### [ARTICLE]

"""

Find values in a Pandas dataframe and insert the data in a column of another Pandas dataframe

I have a dataframe that I need to convert the Custom Field column rows to columns in a second dataframe. This part I have managed to do and it works fine.
The problem is that I need to add the corresponding values from the id column to the respective columns of the second dataframe.
Here is an example:
This is first dataframe:
This is the second dataframe, with the columns already converted.
But I would like to add the values corresponding to the id column of the first dataframe to the second dataframe:
Attached is the code:
import pandas as pd
Data = {
"Custom Field": ["CF1", "CF2", "CF3"],
"id": [50, 40, 45],
"Name": ["Wilson", "Junior", "Otavio"]
}
### create the dataframe ###
df = pd.DataFrame(data)
print(df)

"""

### [SOURCE EXCERPT]
"""

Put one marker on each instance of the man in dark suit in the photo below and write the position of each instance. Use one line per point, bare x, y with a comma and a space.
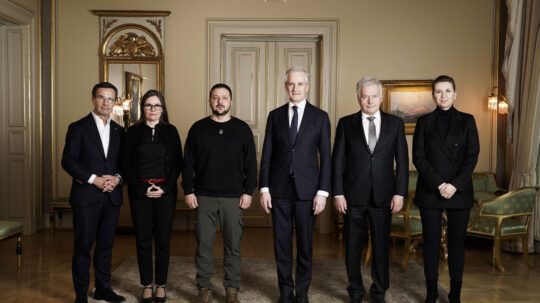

"""

### [WRITTEN REQUEST 1]
Put this sentence from the Pandas dataframe question into Spanish: "The problem is that I need to add the corresponding values from the id column to the respective columns of the second dataframe."
### [WRITTEN REQUEST 2]
In the Pandas dataframe question, which numbers does the code give for the id column?
### [WRITTEN REQUEST 3]
Carry on the Pandas dataframe question from the point where it stops.
Leave the data aside; it has nothing to do with what's asked.

### [ANSWER 1]
El problema es que necesito agregar los valores correspondientes de la columna id a las columnas respectivas del segundo dataframe.

### [ANSWER 2]
50, 40, and 45.

### [ANSWER 3]
### add new columns from a list ###
columns_list = []
for x in df['Custom Field']:
### create multiple columns with x ##
columns_list.append(x)
### convert list to new columns ###
df2 = pd.DataFrame(df,columns=columns_list)
df2["Name"] = df["Name"]
print(df2)
### If Name df3 is equal to Name df and equal to Custom Field of df, then get the id of df and insert the value into the corresponding column in df3. ###
#### First unsuccessful attempt ###
df2_columns_names = list(df2.columns.values)
for df2_name in df2['Name']:
for df2_cf in df2_columns_names:
for df_name in df['Name']:
for df_cf in df['Custom Field']:
for df_id in df['id']:
if df2_name == df_name and df2_cf == df_cf:
df2.loc[df2_name, df2_cf] = df_id
print(df2)
Any suggestions?
Thanks in advance.

Use pivot_table
df.pivot_table(index=['Name'], columns=['Custom Field'])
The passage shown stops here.